§ **Task details**
Copy out every record below, word for word.

Part of a data file
□ □ □ □ □ □ □

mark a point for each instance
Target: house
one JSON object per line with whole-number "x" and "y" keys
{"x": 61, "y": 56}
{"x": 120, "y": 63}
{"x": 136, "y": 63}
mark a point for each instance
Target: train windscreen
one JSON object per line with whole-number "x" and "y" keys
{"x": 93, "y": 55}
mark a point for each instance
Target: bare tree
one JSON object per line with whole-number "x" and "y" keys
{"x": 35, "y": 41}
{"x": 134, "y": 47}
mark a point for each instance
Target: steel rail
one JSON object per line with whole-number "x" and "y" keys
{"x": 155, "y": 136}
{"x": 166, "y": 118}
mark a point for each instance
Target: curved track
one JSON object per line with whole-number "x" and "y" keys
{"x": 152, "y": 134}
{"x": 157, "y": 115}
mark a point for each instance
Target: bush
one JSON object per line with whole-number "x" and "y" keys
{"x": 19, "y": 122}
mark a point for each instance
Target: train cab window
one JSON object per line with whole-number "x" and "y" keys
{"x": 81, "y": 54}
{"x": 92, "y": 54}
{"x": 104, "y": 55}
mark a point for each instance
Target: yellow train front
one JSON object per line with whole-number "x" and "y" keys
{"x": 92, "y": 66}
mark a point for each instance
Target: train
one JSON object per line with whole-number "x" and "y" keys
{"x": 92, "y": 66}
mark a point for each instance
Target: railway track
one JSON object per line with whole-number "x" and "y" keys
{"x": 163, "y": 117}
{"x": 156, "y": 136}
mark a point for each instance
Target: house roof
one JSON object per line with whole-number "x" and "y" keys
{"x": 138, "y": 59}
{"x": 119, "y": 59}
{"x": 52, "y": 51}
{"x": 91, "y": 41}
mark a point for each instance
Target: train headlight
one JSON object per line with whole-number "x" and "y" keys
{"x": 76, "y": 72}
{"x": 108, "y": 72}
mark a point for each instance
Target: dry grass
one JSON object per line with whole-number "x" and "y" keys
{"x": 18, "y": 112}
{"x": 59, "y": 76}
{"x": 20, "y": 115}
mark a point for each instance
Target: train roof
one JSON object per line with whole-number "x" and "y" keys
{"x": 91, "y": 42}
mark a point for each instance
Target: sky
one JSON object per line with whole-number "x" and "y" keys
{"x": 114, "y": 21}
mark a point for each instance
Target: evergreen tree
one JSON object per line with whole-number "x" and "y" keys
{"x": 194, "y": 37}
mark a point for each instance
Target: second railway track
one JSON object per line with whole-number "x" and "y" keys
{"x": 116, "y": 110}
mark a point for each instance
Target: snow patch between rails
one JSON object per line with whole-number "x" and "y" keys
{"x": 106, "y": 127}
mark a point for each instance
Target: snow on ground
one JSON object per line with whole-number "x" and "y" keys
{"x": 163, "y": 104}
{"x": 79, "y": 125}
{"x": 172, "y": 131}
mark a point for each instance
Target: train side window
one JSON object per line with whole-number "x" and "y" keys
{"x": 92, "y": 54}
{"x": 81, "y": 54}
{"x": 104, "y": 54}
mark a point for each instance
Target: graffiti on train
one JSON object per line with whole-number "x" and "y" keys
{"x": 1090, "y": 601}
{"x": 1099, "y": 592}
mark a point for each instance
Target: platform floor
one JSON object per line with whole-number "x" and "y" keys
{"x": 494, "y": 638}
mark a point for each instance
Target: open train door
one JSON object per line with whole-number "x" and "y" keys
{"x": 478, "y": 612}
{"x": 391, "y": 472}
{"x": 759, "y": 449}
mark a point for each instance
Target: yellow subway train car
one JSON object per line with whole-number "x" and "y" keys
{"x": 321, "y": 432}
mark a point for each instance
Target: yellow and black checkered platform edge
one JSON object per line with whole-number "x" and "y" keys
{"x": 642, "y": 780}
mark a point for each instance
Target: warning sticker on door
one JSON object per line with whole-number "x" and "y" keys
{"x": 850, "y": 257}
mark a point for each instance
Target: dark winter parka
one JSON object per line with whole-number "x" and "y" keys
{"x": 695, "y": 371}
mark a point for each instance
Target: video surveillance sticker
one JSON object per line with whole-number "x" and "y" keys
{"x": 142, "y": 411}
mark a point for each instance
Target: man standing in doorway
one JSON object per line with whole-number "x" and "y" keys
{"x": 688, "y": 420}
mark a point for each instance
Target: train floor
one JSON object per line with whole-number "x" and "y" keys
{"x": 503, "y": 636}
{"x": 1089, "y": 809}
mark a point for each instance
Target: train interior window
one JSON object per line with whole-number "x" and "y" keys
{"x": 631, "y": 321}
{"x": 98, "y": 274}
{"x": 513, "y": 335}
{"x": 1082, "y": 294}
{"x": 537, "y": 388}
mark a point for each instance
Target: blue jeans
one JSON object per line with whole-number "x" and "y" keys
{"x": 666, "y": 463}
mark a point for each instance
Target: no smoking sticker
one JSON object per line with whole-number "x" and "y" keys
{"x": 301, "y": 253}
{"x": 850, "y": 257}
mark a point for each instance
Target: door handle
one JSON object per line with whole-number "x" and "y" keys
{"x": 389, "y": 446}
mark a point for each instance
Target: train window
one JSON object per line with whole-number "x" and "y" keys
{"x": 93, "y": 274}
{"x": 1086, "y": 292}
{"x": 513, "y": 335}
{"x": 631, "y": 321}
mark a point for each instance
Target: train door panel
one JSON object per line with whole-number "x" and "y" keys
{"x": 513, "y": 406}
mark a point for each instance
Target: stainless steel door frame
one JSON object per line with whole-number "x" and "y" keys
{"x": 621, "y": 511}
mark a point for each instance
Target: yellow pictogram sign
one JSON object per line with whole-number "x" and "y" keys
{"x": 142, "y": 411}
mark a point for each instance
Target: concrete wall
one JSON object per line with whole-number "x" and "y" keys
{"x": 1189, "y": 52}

□ □ □ □ □ □ □

§ **The output**
mark a point for each instance
Target: house
one JSON object per line with whole-number "x" and "y" keys
{"x": 61, "y": 56}
{"x": 120, "y": 63}
{"x": 136, "y": 63}
mark a point for each instance
Target: train windscreen
one JSON object per line with whole-number "x" and "y" keys
{"x": 93, "y": 55}
mark a point for each instance
Target: bare tree
one JSON object per line with whole-number "x" and "y" keys
{"x": 35, "y": 41}
{"x": 134, "y": 47}
mark a point for each instance
Target: steel rail
one JSON object per line with whole-number "x" and "y" keys
{"x": 155, "y": 136}
{"x": 166, "y": 118}
mark a point for each instance
Target: curved track
one JSON object per line with whole-number "x" and "y" keys
{"x": 152, "y": 134}
{"x": 157, "y": 115}
mark a point for each instance
Target: bush
one JSON object per line with whole-number "x" and "y" keys
{"x": 19, "y": 122}
mark a point for each instance
Target: train cab window
one JSON object per line with whole-number "x" and "y" keys
{"x": 81, "y": 54}
{"x": 92, "y": 54}
{"x": 104, "y": 55}
mark a point for each instance
Target: yellow train front
one JSON object per line with whole-number "x" and "y" keys
{"x": 92, "y": 66}
mark a point for each instance
Target: train
one JSON object per line with whole-number "x" and "y" keys
{"x": 92, "y": 66}
mark a point for each instance
Target: railway track
one JSON object per line with whole-number "x" and "y" keys
{"x": 163, "y": 117}
{"x": 156, "y": 136}
mark a point for each instance
Target: house roof
one JSON object per line with whole-number "x" and "y" keys
{"x": 138, "y": 59}
{"x": 119, "y": 59}
{"x": 52, "y": 51}
{"x": 91, "y": 41}
mark a point for each instance
Target: train headlight
one JSON object per line with whole-number "x" and "y" keys
{"x": 76, "y": 72}
{"x": 108, "y": 72}
mark a point for each instance
Target: dry grass
one JSON object per line with whole-number "x" and "y" keys
{"x": 18, "y": 112}
{"x": 59, "y": 76}
{"x": 20, "y": 115}
mark a point for each instance
Target: train roof
one JSON object per line with whole-number "x" and "y" keys
{"x": 91, "y": 42}
mark a point for each instance
Target: sky
one JSON object per line with whole-number "x" and "y" keys
{"x": 114, "y": 21}
mark a point for each instance
Target: evergreen tree
one JSON object per line with whole-number "x" and "y" keys
{"x": 194, "y": 37}
mark a point for each instance
Target: second railway track
one JSON object per line with whole-number "x" and "y" keys
{"x": 116, "y": 110}
mark a point for each instance
Target: snow patch between rails
one JSON object per line with whole-number "x" and "y" keys
{"x": 106, "y": 127}
mark a point for each instance
Target: snow on ground
one JSON object per line with whole-number "x" and "y" keys
{"x": 163, "y": 104}
{"x": 79, "y": 125}
{"x": 172, "y": 131}
mark a point for each instance
Target: train side window
one JSON object per line with whole-number "x" and "y" keys
{"x": 92, "y": 54}
{"x": 81, "y": 54}
{"x": 104, "y": 54}
mark a point for each instance
Target: graffiti on train
one JSON object per line with whole-number "x" and "y" keys
{"x": 1090, "y": 601}
{"x": 1099, "y": 592}
mark a point for each instance
Target: platform floor
one JSON object per line with whole-number "x" and "y" keys
{"x": 494, "y": 638}
mark a point for each instance
Target: open train door
one JSON object per line with whole-number "x" and "y" keys
{"x": 478, "y": 612}
{"x": 391, "y": 472}
{"x": 759, "y": 449}
mark a point for each instance
Target: yellow subway train car
one JSON object per line with whole-number "x" and "y" keys
{"x": 321, "y": 432}
mark a point for each instance
Target: yellow and black checkered platform edge
one JSON object per line with whole-number "x" and "y" keys
{"x": 642, "y": 780}
mark a point for each instance
Target: warning sticker on door
one JSON object per line with whole-number "x" and "y" keys
{"x": 850, "y": 257}
mark a point for each instance
Target: dark winter parka
one JSON object per line with whole-number "x" and "y" keys
{"x": 695, "y": 371}
mark a point for each instance
Target: video surveillance sticker
one JSON object per line with whole-number "x" and "y" keys
{"x": 142, "y": 411}
mark a point for each instance
Target: man standing in doorway
one JSON object per line with whole-number "x" and "y" keys
{"x": 688, "y": 420}
mark a point for each instance
Target: train floor
one JSON object per line with whole-number "x" and "y" keys
{"x": 503, "y": 636}
{"x": 1089, "y": 809}
mark a point for each instance
Target: train interior window
one JSON object per line with whole-number "x" and "y" keys
{"x": 631, "y": 321}
{"x": 98, "y": 274}
{"x": 513, "y": 335}
{"x": 1082, "y": 294}
{"x": 537, "y": 388}
mark a point for each instance
Target: blue jeans
one JSON object per line with whole-number "x" and "y" keys
{"x": 666, "y": 463}
mark a point for each instance
Target: no smoking sticker
one JSON object per line with whole-number "x" and "y" keys
{"x": 301, "y": 253}
{"x": 850, "y": 257}
mark a point for each instance
Target: door handle
one JSON object per line with whole-number "x" and "y" keys
{"x": 389, "y": 446}
mark a point for each instance
Target: train window
one JSON object per line with whole-number "x" and "y" keys
{"x": 93, "y": 274}
{"x": 1086, "y": 292}
{"x": 513, "y": 335}
{"x": 631, "y": 321}
mark a point for each instance
Target: train door panel
one JSON object per line with whole-number "x" and "y" keys
{"x": 513, "y": 406}
mark a point for each instance
Target: stainless steel door frame
one JSON object per line with whole-number "x" and "y" keys
{"x": 621, "y": 511}
mark a point for each instance
Target: yellow pictogram sign
one JSON object per line with whole-number "x" and "y" keys
{"x": 142, "y": 411}
mark a point for each instance
Target: concrete wall
one JSON object per line with whole-number "x" and "y" keys
{"x": 1189, "y": 52}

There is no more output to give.